-- BEGIN --

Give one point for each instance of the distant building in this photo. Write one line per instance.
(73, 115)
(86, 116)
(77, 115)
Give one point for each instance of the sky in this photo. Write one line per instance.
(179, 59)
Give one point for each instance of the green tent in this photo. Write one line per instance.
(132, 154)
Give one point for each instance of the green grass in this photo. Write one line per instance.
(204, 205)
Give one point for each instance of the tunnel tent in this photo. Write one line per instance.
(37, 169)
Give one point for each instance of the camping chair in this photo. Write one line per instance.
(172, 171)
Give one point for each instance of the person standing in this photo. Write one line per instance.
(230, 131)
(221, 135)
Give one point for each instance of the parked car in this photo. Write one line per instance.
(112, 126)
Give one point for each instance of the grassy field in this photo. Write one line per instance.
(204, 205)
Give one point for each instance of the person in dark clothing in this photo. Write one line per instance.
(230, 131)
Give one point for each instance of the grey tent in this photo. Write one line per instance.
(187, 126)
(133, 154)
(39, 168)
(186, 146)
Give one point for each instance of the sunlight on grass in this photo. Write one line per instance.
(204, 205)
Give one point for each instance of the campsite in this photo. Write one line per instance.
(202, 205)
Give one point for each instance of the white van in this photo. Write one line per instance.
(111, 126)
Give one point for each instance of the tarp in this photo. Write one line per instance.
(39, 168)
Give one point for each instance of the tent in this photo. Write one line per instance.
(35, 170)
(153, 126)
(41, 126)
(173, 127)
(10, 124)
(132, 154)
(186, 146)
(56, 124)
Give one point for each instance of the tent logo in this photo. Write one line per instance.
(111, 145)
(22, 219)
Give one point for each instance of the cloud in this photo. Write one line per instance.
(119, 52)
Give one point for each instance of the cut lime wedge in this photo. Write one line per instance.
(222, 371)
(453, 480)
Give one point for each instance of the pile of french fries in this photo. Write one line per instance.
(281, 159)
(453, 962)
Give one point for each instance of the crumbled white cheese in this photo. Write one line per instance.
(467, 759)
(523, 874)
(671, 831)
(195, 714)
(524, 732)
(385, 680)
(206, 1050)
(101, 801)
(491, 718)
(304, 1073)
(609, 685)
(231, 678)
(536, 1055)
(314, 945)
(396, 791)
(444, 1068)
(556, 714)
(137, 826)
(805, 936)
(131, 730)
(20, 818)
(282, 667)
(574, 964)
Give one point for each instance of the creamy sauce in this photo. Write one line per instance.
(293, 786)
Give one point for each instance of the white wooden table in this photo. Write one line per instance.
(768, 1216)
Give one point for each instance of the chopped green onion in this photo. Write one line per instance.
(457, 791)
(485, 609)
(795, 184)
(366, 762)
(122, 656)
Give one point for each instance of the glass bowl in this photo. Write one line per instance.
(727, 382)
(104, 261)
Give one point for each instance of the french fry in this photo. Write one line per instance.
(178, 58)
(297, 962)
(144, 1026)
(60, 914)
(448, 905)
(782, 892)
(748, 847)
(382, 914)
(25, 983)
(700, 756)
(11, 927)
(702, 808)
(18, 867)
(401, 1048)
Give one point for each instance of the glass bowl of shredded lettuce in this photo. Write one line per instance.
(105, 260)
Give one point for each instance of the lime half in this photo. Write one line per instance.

-- END --

→ **Do this**:
Please return every row above word for word, each on its own line and in the original order.

→ **Exercise answer**:
Give one point for each instance of the distant building in this photo. Write one line per instance.
(73, 115)
(86, 116)
(77, 115)
Give one point for each instance of the sky in this photo. Write one line per instance.
(179, 59)
Give one point for each instance of the green tent in this photo. Write one line per instance.
(132, 154)
Give one point for each instance of the green grass in this photo. Write one line per instance.
(204, 205)
Give one point for each instance of the tunnel tent in this photo. Write one line per instance.
(37, 169)
Give one point for each instance of the camping chair in this photo. Write one line per instance.
(172, 171)
Give one point for each instance of the person standing in this photo. Write one line per instance.
(230, 131)
(221, 135)
Give one point for each instance of the parked car in this photo. Write one line per instance.
(112, 126)
Give one point for each instance of the grassy field in this photo. Write one line per instance.
(204, 205)
Give one point for each instance of the person in dark clothing in this photo. Write one line per instance.
(230, 131)
Give one point for each instance of the grey tent in this photo. Write one line per instance.
(187, 126)
(133, 154)
(39, 168)
(186, 146)
Give one point for each instance of the sunlight on grass in this photo. Write one line per instance.
(204, 205)
Give one point for each instance of the campsite in this photo. Write one line per instance.
(202, 205)
Give one point for each instance of the white van in this photo. Write one line per instance.
(111, 126)
Give one point for each instance of the tarp in this photo. Write one line per instance.
(39, 168)
Give one point for each instance of the tent in this photo. Write one line per instance.
(35, 170)
(153, 126)
(41, 126)
(173, 127)
(10, 124)
(132, 154)
(186, 146)
(56, 124)
Give one point for each instance of the tent logo in this photo. Write one line per instance.
(111, 145)
(22, 219)
Give one point for each instance of the cloud in this photo. Write one line per instance.
(119, 52)
Give one point for each instance of the cut lime wedge in this photo. Write one line per instance.
(222, 371)
(453, 480)
Give one point for each instance of the pile of french fries in this photo. Write one line per instance.
(281, 159)
(453, 962)
Give one point for each instance of the crumbled white cheese in this photo. Write one line per instance.
(467, 759)
(523, 874)
(671, 831)
(195, 714)
(524, 732)
(385, 680)
(206, 1050)
(101, 801)
(491, 718)
(304, 1073)
(609, 685)
(231, 678)
(536, 1055)
(314, 945)
(396, 791)
(444, 1068)
(556, 714)
(137, 826)
(805, 936)
(131, 730)
(20, 818)
(282, 667)
(574, 964)
Give one point for each instance of the creamy sauce in this photo. Write one line per instance.
(293, 786)
Give one point for each instance of the white wooden table in this photo. Write one line per instance.
(768, 1216)
Give one point for each instance of the chopped green onion in this photo. Write one line per instance.
(457, 791)
(485, 609)
(795, 184)
(366, 762)
(122, 656)
Give one point for each instance of the glass bowl in this photo. Write one line per instance.
(727, 382)
(104, 261)
Give one point for each instance of the french fry in this photo. Write one line per instance.
(178, 58)
(297, 962)
(144, 1026)
(60, 914)
(448, 905)
(782, 892)
(748, 847)
(382, 914)
(25, 983)
(700, 756)
(11, 927)
(702, 808)
(18, 867)
(401, 1048)
Give one point for each instance of the glass bowl of shredded lettuce in this photo. Write one line per instance.
(105, 260)
Give one point for each instance of the lime half in this photo. Write one line per instance.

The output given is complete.